Data excerpts |
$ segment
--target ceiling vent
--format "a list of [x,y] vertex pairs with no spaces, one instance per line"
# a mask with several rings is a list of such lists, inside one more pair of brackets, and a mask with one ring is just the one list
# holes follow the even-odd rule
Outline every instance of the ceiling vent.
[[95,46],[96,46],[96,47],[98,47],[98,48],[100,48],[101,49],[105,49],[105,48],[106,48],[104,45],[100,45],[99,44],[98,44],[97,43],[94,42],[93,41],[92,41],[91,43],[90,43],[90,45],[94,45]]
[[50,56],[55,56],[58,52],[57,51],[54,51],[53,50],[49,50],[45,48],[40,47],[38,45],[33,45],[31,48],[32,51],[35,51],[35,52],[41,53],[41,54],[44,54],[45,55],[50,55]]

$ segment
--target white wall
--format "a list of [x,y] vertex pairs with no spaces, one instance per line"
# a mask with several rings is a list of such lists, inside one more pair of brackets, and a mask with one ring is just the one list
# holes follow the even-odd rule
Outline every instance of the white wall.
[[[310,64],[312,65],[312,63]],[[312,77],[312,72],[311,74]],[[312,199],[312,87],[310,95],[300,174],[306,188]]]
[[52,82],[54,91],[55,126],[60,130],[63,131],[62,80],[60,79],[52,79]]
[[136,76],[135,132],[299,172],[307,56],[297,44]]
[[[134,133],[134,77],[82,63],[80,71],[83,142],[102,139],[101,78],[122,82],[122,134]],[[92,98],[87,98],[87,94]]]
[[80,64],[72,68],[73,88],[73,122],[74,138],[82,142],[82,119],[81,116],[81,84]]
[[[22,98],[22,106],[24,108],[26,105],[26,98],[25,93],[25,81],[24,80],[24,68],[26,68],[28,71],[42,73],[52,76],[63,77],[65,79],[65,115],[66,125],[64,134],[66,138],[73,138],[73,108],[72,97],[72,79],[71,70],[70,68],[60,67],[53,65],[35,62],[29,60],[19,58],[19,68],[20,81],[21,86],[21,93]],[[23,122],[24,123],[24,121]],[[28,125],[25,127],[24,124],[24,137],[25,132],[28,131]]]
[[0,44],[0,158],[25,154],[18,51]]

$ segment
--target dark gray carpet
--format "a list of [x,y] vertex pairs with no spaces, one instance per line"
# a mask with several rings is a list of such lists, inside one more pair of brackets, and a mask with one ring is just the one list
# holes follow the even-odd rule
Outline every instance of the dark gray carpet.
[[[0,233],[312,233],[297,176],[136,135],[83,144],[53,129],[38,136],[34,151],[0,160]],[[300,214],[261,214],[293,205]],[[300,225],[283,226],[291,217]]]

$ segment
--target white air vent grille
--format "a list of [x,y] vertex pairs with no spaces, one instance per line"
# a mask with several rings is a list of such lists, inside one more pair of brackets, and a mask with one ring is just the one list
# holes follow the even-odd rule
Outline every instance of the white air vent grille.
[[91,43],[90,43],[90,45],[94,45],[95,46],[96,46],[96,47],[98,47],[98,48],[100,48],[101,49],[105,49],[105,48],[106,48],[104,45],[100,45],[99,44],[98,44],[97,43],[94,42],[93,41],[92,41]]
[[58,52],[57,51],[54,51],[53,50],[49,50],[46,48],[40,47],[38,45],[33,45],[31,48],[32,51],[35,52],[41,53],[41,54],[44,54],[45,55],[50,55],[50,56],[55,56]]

Problem statement |
Your task is to repeat every line exactly.

The completed task |
$ segment
--target ceiling vent
--format "a list of [x,y] vertex pairs with no spaces, one instance per line"
# a mask with several rings is a list of such lists, inside one more pair of brackets, and a mask with one ring is just the one list
# holes follow the even-odd rule
Outline every instance of the ceiling vent.
[[95,46],[96,46],[96,47],[98,47],[98,48],[100,48],[101,49],[105,49],[105,48],[106,48],[104,45],[100,45],[99,44],[98,44],[97,43],[94,42],[93,41],[92,41],[91,43],[90,43],[90,45],[94,45]]
[[50,56],[55,56],[58,52],[57,51],[54,51],[53,50],[49,50],[45,48],[40,47],[38,45],[33,45],[31,48],[32,51],[35,51],[35,52],[41,53],[41,54],[44,54],[45,55],[50,55]]

$ segment
--target white wall
--format "a list of [x,y] vertex pairs with no spaces, one instance per line"
# a mask with several rings is a list of such lists, inside one more pair of brackets, and a mask with one ring is just the one list
# holes follow the even-odd rule
Outline every instance of the white wall.
[[[310,64],[312,65],[312,63]],[[312,77],[312,72],[311,74]],[[312,199],[312,87],[310,95],[300,174],[306,188]]]
[[52,82],[54,91],[55,126],[60,130],[63,131],[62,80],[60,79],[52,79]]
[[136,76],[135,132],[299,172],[307,56],[297,44]]
[[[134,133],[134,77],[82,63],[80,71],[83,142],[102,139],[101,78],[122,82],[122,134]],[[92,98],[87,98],[87,94]]]
[[80,64],[72,68],[73,88],[73,122],[74,138],[82,142],[82,119],[81,116],[81,84]]
[[[22,98],[22,106],[24,108],[26,105],[26,98],[25,93],[25,81],[24,80],[24,68],[26,68],[28,71],[42,73],[52,76],[63,77],[65,79],[65,115],[66,125],[64,134],[66,138],[73,138],[73,108],[72,97],[72,79],[71,70],[70,68],[60,67],[53,65],[35,62],[29,60],[19,58],[19,68],[20,81],[21,86],[21,93]],[[23,122],[24,123],[24,121]],[[28,125],[25,127],[24,124],[24,137],[25,132],[28,131]]]
[[0,44],[0,158],[25,154],[18,51]]

$ segment
--target dark gray carpet
--format "a list of [x,y] vertex pairs with no spaces, one instance per line"
# a mask with several rings is a list of such lists, inside one more pair of brackets, and a mask with one ring is just the one list
# holes follow the even-odd rule
Outline every instance of the dark gray carpet.
[[[0,233],[312,233],[297,176],[136,135],[83,144],[53,129],[38,136],[34,151],[0,160]],[[300,214],[261,214],[293,205]],[[300,225],[283,226],[291,217]]]

$ segment
--target white air vent grille
--format "a list of [x,y] vertex pairs with no spaces, one instance per line"
# a mask with several rings is a list of such lists, inside one more pair of brackets, and a mask with one ring is just the one list
# holes follow the even-odd rule
Outline every instance of the white air vent grille.
[[91,43],[90,43],[90,45],[94,45],[95,46],[96,46],[96,47],[98,47],[98,48],[100,48],[101,49],[105,49],[105,48],[106,48],[104,45],[100,45],[99,44],[98,44],[97,43],[94,42],[93,41],[92,41]]
[[58,52],[57,51],[54,51],[53,50],[49,50],[46,48],[40,47],[38,45],[33,45],[31,48],[32,51],[35,52],[41,53],[41,54],[44,54],[45,55],[50,55],[50,56],[55,56]]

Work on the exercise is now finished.